• TASK TO COMPLETE
Word for word, transcribe the lines from the one containing "box: [176, 297, 234, 306]" through the end of the entries, both included, and nothing else.

Collected data entries:
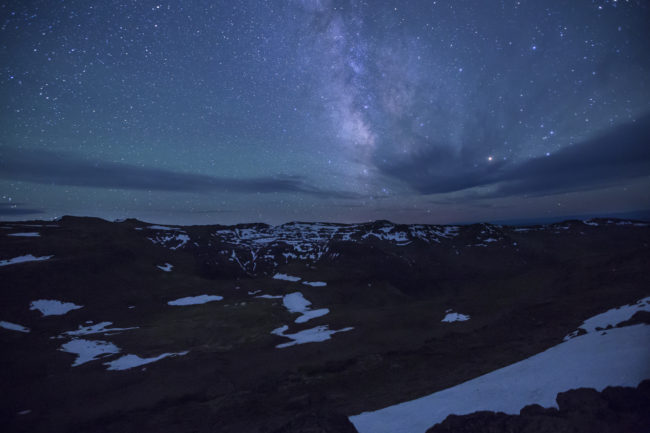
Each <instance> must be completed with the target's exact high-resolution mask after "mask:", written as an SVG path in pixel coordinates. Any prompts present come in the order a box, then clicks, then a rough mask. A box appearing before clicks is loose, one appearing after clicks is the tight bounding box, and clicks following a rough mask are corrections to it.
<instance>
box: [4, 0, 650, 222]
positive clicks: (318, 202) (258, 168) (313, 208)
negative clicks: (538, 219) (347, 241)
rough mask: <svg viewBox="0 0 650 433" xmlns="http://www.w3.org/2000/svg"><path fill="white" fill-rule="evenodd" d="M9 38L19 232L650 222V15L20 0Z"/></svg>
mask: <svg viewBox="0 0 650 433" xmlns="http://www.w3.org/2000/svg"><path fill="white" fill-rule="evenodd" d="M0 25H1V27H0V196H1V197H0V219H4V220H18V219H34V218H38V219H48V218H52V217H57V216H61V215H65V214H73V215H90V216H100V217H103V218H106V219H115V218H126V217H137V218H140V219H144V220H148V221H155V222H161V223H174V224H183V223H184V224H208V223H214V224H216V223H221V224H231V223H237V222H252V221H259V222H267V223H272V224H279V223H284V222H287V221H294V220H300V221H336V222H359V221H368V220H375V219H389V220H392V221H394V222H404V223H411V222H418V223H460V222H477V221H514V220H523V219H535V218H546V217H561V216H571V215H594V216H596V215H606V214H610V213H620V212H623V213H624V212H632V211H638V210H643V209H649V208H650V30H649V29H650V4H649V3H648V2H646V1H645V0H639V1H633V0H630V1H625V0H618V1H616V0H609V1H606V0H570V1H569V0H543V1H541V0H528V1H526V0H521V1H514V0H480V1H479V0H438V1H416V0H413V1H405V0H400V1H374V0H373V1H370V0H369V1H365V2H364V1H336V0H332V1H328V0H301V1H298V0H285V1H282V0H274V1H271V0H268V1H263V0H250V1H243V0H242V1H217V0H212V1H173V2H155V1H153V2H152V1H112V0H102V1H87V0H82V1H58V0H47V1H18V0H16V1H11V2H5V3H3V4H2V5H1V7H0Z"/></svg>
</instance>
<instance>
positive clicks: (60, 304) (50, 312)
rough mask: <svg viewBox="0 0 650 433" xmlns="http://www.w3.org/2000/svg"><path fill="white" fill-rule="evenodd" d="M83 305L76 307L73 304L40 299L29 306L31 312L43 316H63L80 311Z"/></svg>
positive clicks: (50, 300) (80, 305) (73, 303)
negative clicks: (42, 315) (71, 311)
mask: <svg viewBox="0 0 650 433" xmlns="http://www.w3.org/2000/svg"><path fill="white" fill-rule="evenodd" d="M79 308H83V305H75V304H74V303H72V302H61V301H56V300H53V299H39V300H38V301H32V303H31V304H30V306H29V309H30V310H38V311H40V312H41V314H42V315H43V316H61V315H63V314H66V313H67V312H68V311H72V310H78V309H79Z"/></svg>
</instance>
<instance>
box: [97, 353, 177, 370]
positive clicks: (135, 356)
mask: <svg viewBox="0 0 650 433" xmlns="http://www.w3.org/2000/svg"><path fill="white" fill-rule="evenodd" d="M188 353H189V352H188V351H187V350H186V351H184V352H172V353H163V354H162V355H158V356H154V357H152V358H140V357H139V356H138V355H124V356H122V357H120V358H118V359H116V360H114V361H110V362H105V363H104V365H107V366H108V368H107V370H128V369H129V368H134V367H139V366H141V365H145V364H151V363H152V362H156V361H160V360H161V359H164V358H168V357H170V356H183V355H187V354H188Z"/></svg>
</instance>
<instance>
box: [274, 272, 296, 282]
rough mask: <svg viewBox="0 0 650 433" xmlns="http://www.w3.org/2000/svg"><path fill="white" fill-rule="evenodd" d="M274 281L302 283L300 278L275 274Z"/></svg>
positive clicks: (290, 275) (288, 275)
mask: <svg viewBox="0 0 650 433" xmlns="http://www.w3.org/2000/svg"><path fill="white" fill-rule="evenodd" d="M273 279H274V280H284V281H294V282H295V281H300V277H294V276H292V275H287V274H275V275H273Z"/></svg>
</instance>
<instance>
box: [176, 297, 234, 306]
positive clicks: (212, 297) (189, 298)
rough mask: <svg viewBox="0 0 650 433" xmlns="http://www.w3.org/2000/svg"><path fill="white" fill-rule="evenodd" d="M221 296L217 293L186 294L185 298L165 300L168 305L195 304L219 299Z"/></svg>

• SOLVED EXERCISE
box: [176, 297, 234, 306]
positive clicks: (212, 297) (189, 298)
rough mask: <svg viewBox="0 0 650 433" xmlns="http://www.w3.org/2000/svg"><path fill="white" fill-rule="evenodd" d="M221 296L217 293L186 294L185 298L165 300L168 305L195 304L219 299Z"/></svg>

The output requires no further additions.